请把下面关于keras中文情感挖掘的选文中从“导读：摘要：keras开发，”到“对每个词做了一个整型编码了。”的文字一字不差地抄录下来。

**选文:**
------------------------------------------------
NLP15-基于keras的中文情感挖掘试探

发布时间：2020-12-14 04:55:04 所属栏目：大数据来源：网络整理

导读：摘要：keras开发，tf为后端；采用了两个样本（ChnSentiCorp_htl_ba_2000与imdb），三个神经网络的试探性运行（全连接的一般神经网络NN，LSTM，CNN），感觉keras比tf写代码更简单。对于NN只要参数充够的多，会拟合得很好，不过这样产生了过拟合；LSTM比CNN运

这里写图片描述

摘要：keras开发，tf为后端；采用了两个样本（ChnSentiCorp_htl_ba_2000与imdb），三个神经网络的试探性运行（全连接的一般神经网络NN，LSTM，CNN），感觉keras比tf写代码更简单。对于NN只要参数充够的多，会拟合得很好，不过这样产生了过拟合；LSTM比CNN运行的效果好很多。
keras的中文文档： http://keras-cn.readthedocs.io/en/latest/

NN

下载数据
Downloading data from https://s3.amazonaws.com/text-datasets/imdb_full.pkl,运行imdb.load_data()将会下载。
这里面的数据，是一个整数矩阵，每个整数代表一个词，这里对每个词做了一个整型编码了。

# 探索一下数据情况
# -*- coding: utf-8 -*-
import matplotlib.pyplot as plt
import numpy as np
from keras.datasets import imdb
from keras.layers import Embedding,Flatten,Dense
from keras.models import Sequential
from keras.preprocessing import sequence

## EDA
# 加载数据，这个数据来自： https://s3.amazonaws.com/text-datasets/imdb_full.pkl
(x_train,y_train),(x_test,y_test) = imdb.load_data()
------------------------------------------------
**相关材料:**
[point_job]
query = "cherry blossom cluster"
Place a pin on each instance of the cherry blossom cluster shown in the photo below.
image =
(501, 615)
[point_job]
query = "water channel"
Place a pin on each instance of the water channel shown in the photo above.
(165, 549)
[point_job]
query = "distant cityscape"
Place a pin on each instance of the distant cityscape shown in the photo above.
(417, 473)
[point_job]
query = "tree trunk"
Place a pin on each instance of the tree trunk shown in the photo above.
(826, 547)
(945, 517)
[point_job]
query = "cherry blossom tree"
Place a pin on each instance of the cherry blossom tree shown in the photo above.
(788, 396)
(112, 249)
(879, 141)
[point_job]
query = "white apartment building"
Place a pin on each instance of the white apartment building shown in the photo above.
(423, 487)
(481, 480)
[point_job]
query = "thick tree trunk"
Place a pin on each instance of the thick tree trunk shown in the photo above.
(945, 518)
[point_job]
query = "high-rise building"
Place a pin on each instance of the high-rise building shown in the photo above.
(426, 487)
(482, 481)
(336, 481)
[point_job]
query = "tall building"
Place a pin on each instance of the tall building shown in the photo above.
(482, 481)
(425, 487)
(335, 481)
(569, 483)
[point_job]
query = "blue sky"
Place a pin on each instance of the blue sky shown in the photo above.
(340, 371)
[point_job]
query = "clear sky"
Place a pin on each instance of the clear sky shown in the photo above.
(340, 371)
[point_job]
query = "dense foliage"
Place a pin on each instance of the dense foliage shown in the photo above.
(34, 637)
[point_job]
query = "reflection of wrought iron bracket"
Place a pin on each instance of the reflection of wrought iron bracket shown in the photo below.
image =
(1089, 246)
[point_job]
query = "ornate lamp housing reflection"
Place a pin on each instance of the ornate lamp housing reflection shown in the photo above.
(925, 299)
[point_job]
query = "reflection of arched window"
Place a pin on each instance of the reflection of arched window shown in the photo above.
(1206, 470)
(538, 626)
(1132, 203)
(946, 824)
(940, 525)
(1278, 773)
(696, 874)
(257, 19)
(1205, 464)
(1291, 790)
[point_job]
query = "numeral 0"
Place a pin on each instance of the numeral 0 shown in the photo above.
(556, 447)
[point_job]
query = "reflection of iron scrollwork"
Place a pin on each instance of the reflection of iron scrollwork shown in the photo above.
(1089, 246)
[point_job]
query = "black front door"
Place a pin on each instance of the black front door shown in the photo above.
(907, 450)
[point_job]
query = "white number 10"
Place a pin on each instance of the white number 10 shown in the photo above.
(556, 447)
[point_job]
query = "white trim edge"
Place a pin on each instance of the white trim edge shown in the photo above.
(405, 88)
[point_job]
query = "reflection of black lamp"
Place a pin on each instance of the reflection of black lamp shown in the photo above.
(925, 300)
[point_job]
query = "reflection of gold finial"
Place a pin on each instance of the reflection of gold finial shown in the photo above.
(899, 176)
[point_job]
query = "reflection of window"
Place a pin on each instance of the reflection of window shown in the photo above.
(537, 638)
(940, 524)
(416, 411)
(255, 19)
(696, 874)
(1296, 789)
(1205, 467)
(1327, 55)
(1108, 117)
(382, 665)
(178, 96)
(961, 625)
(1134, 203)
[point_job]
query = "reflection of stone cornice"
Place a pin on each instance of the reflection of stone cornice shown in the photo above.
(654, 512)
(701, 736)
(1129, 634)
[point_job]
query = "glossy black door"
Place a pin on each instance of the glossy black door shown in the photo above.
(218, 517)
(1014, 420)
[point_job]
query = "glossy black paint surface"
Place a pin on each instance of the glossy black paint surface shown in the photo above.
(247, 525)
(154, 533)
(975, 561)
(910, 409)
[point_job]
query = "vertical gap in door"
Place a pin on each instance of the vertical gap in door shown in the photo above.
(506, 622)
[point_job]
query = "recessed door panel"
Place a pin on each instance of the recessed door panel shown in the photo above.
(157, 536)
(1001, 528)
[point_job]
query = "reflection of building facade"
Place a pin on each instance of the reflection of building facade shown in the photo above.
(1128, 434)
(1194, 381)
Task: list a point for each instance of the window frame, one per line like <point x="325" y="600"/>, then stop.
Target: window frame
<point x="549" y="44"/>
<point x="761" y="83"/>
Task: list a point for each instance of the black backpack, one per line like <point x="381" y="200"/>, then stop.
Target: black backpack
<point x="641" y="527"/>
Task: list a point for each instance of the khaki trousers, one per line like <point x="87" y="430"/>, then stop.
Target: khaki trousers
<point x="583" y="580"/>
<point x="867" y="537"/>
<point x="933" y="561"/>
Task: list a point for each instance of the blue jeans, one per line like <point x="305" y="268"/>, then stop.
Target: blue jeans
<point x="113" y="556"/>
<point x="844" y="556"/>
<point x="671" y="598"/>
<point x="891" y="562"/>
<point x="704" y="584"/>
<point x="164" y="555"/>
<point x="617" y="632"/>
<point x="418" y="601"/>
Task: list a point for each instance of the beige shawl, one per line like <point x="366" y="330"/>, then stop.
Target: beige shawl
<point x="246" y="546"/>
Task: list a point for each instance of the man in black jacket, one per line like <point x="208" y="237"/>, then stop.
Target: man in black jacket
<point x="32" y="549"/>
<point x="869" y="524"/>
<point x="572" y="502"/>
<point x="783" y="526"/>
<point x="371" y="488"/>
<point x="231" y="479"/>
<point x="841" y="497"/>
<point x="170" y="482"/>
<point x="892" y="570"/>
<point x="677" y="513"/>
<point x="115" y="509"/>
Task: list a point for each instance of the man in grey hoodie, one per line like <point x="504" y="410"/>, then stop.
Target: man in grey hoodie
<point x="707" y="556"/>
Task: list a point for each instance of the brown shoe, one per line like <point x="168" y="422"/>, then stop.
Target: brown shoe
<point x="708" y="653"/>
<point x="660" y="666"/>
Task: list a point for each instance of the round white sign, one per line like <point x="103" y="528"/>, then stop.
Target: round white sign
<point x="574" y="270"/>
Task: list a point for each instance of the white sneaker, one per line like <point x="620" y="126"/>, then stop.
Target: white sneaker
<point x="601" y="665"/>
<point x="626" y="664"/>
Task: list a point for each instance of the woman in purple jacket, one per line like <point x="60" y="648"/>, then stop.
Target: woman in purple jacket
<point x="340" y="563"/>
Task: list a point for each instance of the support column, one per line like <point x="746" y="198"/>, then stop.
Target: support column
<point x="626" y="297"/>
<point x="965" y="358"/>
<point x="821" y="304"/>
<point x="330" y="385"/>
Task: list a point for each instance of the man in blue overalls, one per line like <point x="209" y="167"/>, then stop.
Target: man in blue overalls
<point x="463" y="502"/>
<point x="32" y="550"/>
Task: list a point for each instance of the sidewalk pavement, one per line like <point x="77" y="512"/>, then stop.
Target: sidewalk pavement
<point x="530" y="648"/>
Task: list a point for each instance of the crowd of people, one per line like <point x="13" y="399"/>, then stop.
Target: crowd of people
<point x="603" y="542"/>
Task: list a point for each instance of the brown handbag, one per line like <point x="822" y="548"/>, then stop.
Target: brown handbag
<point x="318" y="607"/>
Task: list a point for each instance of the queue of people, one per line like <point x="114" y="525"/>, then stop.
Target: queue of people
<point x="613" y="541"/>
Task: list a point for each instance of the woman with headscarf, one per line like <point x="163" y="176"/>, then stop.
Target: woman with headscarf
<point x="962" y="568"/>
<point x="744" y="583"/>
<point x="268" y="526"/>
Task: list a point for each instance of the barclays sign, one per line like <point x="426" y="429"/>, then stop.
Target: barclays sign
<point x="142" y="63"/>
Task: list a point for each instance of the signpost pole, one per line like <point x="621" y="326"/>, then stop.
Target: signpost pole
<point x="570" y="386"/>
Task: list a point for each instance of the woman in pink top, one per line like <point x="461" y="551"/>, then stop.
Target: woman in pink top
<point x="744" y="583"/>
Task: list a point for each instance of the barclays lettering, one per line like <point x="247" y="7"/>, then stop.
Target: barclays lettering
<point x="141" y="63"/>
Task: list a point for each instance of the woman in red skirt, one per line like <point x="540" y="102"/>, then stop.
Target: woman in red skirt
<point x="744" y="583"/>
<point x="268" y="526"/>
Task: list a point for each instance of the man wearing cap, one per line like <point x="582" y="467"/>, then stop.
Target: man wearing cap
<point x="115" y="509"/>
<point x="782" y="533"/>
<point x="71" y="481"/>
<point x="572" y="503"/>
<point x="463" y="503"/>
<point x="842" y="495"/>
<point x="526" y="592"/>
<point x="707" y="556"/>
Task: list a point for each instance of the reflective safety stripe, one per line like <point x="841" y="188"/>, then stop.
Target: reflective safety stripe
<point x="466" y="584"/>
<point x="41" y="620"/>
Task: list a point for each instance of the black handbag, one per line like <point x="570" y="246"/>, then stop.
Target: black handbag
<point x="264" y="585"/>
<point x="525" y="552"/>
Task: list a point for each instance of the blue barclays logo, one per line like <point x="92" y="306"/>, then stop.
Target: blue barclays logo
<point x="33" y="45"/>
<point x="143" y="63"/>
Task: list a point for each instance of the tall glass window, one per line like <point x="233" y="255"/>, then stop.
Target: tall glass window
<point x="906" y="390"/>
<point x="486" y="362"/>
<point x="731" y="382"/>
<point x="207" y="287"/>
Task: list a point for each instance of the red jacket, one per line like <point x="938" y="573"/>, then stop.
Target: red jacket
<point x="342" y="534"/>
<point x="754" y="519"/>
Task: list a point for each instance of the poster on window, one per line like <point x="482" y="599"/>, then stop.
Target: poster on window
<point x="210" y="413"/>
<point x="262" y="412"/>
------------------------------------------------
**参考解答:**
导读：摘要：keras开发，tf为后端；采用了两个样本（ChnSentiCorp_htl_ba_2000与imdb），三个神经网络的试探性运行（全连接的一般神经网络NN，LSTM，CNN），感觉keras比tf写代码更简单。对于NN只要参数充够的多，会拟合得很好，不过这样产生了过拟合；LSTM比CNN运

这里写图片描述

摘要：keras开发，tf为后端；采用了两个样本（ChnSentiCorp_htl_ba_2000与imdb），三个神经网络的试探性运行（全连接的一般神经网络NN，LSTM，CNN），感觉keras比tf写代码更简单。对于NN只要参数充够的多，会拟合得很好，不过这样产生了过拟合；LSTM比CNN运行的效果好很多。
keras的中文文档： http://keras-cn.readthedocs.io/en/latest/

NN

下载数据
Downloading data from https://s3.amazonaws.com/text-datasets/imdb_full.pkl,运行imdb.load_data()将会下载。
这里面的数据，是一个整数矩阵，每个整数代表一个词，这里对每个词做了一个整型编码了。